## [Goal of the exercise]
Please repeat each line below exactly, with no images in the copy.

--

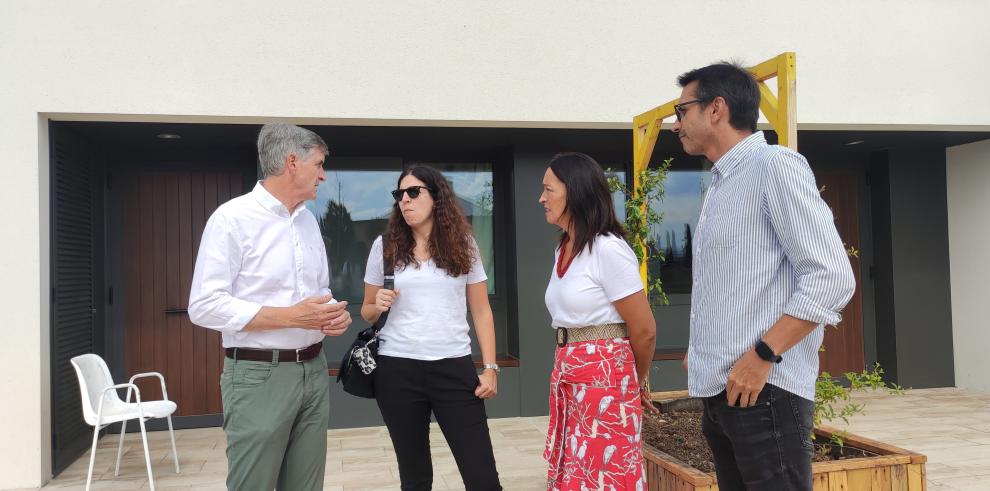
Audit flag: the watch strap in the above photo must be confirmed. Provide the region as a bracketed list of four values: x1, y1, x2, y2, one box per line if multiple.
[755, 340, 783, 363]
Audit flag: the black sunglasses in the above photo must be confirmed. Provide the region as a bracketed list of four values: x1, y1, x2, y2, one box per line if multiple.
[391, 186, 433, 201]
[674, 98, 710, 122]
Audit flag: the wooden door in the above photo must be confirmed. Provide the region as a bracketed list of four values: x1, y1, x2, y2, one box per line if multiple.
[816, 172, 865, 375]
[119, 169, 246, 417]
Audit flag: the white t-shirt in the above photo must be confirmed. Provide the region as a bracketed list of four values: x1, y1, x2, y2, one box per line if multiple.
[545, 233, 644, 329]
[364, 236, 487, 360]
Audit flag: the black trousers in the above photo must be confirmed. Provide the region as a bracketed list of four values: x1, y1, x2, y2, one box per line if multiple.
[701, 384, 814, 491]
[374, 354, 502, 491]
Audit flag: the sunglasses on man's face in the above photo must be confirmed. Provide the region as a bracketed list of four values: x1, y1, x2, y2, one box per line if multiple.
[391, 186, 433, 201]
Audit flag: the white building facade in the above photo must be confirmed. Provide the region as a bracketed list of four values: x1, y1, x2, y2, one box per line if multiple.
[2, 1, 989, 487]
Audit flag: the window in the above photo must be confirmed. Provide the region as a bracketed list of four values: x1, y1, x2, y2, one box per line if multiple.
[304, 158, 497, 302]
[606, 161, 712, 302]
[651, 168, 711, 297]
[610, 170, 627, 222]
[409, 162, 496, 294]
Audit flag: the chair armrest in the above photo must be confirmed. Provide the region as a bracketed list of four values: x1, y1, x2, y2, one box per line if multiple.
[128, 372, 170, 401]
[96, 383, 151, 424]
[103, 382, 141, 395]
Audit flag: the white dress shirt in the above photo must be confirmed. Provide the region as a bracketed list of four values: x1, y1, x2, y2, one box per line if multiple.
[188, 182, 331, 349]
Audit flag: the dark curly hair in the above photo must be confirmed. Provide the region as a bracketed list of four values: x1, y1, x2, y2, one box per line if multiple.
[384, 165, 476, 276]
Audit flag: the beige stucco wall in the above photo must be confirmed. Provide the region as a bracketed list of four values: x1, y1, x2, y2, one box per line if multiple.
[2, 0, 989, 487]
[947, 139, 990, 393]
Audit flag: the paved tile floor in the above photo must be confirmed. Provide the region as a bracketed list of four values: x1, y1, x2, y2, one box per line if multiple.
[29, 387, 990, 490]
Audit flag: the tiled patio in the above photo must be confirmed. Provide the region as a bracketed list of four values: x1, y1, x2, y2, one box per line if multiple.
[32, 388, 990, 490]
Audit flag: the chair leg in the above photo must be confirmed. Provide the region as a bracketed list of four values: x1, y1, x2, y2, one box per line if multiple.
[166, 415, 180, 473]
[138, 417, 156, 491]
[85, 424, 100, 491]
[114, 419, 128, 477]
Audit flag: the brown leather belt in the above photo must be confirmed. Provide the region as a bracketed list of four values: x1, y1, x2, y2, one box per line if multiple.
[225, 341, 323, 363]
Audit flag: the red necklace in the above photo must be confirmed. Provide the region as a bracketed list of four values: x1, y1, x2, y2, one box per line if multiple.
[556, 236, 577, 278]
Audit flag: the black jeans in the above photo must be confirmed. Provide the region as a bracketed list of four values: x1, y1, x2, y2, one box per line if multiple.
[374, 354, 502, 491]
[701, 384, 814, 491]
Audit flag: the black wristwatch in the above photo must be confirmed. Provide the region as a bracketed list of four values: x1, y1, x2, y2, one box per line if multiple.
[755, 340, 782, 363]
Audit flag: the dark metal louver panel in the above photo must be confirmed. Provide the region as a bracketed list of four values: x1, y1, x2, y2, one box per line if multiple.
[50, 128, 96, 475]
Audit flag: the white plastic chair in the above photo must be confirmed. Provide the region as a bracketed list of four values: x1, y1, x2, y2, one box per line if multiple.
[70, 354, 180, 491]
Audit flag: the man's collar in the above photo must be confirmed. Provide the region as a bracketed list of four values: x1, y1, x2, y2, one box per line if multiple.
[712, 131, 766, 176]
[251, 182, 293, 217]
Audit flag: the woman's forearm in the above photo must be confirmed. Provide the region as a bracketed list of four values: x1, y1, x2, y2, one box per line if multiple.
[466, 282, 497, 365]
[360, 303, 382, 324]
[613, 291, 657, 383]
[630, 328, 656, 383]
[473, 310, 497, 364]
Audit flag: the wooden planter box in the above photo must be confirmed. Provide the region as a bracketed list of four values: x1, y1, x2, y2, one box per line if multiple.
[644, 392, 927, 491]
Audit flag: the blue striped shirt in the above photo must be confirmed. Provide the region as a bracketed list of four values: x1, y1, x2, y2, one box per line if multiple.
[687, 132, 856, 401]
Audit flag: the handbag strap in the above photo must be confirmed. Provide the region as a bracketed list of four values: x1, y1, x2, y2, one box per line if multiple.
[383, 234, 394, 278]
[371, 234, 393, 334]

--

## [Result of this exercise]
Audit flag: the watch strap in the above photo must be confirmed. Provide the region as a bracketed list of four values: x1, y1, x2, y2, one box per line if multiple.
[755, 340, 783, 363]
Audit flag: the black sunglasses in the above photo must be confirmed. Provide the region as a bracketed list of four values: x1, y1, x2, y2, one box per line if multiple.
[391, 186, 433, 201]
[674, 98, 710, 122]
Audit flag: the wooden door in the above photo must be confirmed. Provide the region as a bracketed list of four values: x1, y1, x2, y2, one box per line if multiple.
[816, 172, 865, 375]
[119, 169, 246, 417]
Audit flag: the white t-shirt in the above photo must be confirmed. Provide the region as a bracketed list of four values: x1, y1, x2, y2, one box per line if multiple.
[545, 233, 644, 329]
[364, 236, 487, 360]
Audit flag: the black trousers in the above photo must be confirmed. Provide the region as a bracketed list of four values: x1, y1, x2, y2, one box per line if multiple.
[701, 384, 814, 491]
[374, 354, 502, 491]
Audit flag: the sunglasses on man's face in the above photo must be confirmed. Provide the region as a bracketed list of four values: x1, y1, x2, y2, one box per line if multiple.
[391, 186, 433, 201]
Audit flag: the white building facade in the above photo must be confirmed. Provide the region as a bracketed list of four values: x1, y1, x2, y2, one box per line if multiple.
[2, 1, 989, 487]
Audit flag: the window in the above photo must be confirmed. Provide the region as a bracketed list of four values: x1, y1, x2, y2, one box per line if multiple.
[304, 158, 497, 302]
[606, 161, 712, 302]
[651, 168, 711, 297]
[610, 170, 627, 222]
[409, 162, 496, 294]
Audit flag: the chair armrest in the above photo must be confirmed. Provide the region as a bracketed list of four values: x1, y1, x2, y2, one box per line if multiple.
[128, 372, 170, 401]
[96, 383, 151, 424]
[103, 382, 141, 395]
Audit flag: the white dress shirt in the above photo must be confirmed. Provide the region as a bracketed list of four values: x1, y1, x2, y2, one box per line if multiple.
[188, 182, 331, 349]
Audit flag: the dark curly hair in the above photo must be confirmed. Provide the region as a bracketed list of four values: x1, y1, x2, y2, one box per line if multiple.
[384, 165, 476, 276]
Audit flag: the beige stucco wall in the above photo must be confirmed. Provide the region as a bracketed list of four values: x1, y1, x2, y2, one box per line if multiple.
[2, 0, 989, 487]
[947, 139, 990, 393]
Audit flag: the paved tile floor in the above photo must be confirmed. Provide the region as a bracketed list of four values: x1, y1, x2, y2, one box per line if multiple.
[29, 387, 990, 490]
Audit flag: the tiled patio in the above photo must be confirmed. Provide the region as a bracketed list of four values: x1, y1, x2, y2, one box per line if multiple.
[32, 388, 990, 490]
Audit flag: the chair leg in the above photo must be confirmed. Provide the region as a bracketed list of four values: x1, y1, x2, y2, one box per line if multiple.
[166, 415, 180, 473]
[138, 417, 156, 491]
[85, 424, 100, 491]
[114, 419, 128, 477]
Audit flag: the brown leather belt in the above photo must be confirmed. Provide the region as a bracketed list of four values: x1, y1, x2, y2, one box per line if multiple.
[225, 341, 323, 363]
Audit flag: the red necklace in the above photo must be confirmed. Provide the region as a bracketed list of four values: x1, y1, x2, y2, one box per line if multiple.
[556, 236, 577, 278]
Audit flag: the black jeans in the above photo must be confirmed. Provide the region as a bracketed list of four values: x1, y1, x2, y2, one box per line if multiple.
[374, 354, 502, 491]
[701, 384, 814, 491]
Audit flag: the black wristwatch in the above photo must be confirmed. Provide the region as a bracketed list of four values: x1, y1, x2, y2, one box per line if multiple.
[755, 340, 782, 363]
Audit flag: the dark metal louver panel in the above photo must be confirmed. Provide the region as a bracketed list of four values: x1, y1, x2, y2, one box per line if multiple.
[50, 128, 96, 475]
Audit flag: the white plastic chair in the above photo must be confirmed. Provide the region as a bracketed list of four values: x1, y1, x2, y2, one box per line if multiple.
[70, 354, 180, 491]
Audit flag: the man's collar in the above photo must be confirmed. Provide the region as a bracketed list of four values: x1, y1, x2, y2, one box per line if multiple.
[712, 131, 766, 176]
[251, 182, 293, 217]
Audit flag: the woman's forearm in the above photo must be confirmed. Provide the region as a bracketed list of four values: x1, y1, x2, y2, one box per line if multiple.
[466, 282, 497, 365]
[360, 303, 382, 324]
[613, 291, 657, 383]
[630, 328, 656, 383]
[473, 310, 497, 364]
Audit flag: the wooden planter box in the above photo must be confirmed. Provide the region as a bracketed list of four values: x1, y1, x2, y2, one box per line if multiple.
[644, 392, 927, 491]
Audit flag: the blue striped shirt in the above photo must be confirmed. Provide the region as a bracketed list of four values: x1, y1, x2, y2, one box per line if multiple.
[687, 132, 856, 401]
Audit flag: the handbag strap in the above photo must be confirmed. Provide the region as a bracketed list of four values: x1, y1, x2, y2, one box per line if multiple.
[383, 234, 394, 278]
[371, 234, 393, 334]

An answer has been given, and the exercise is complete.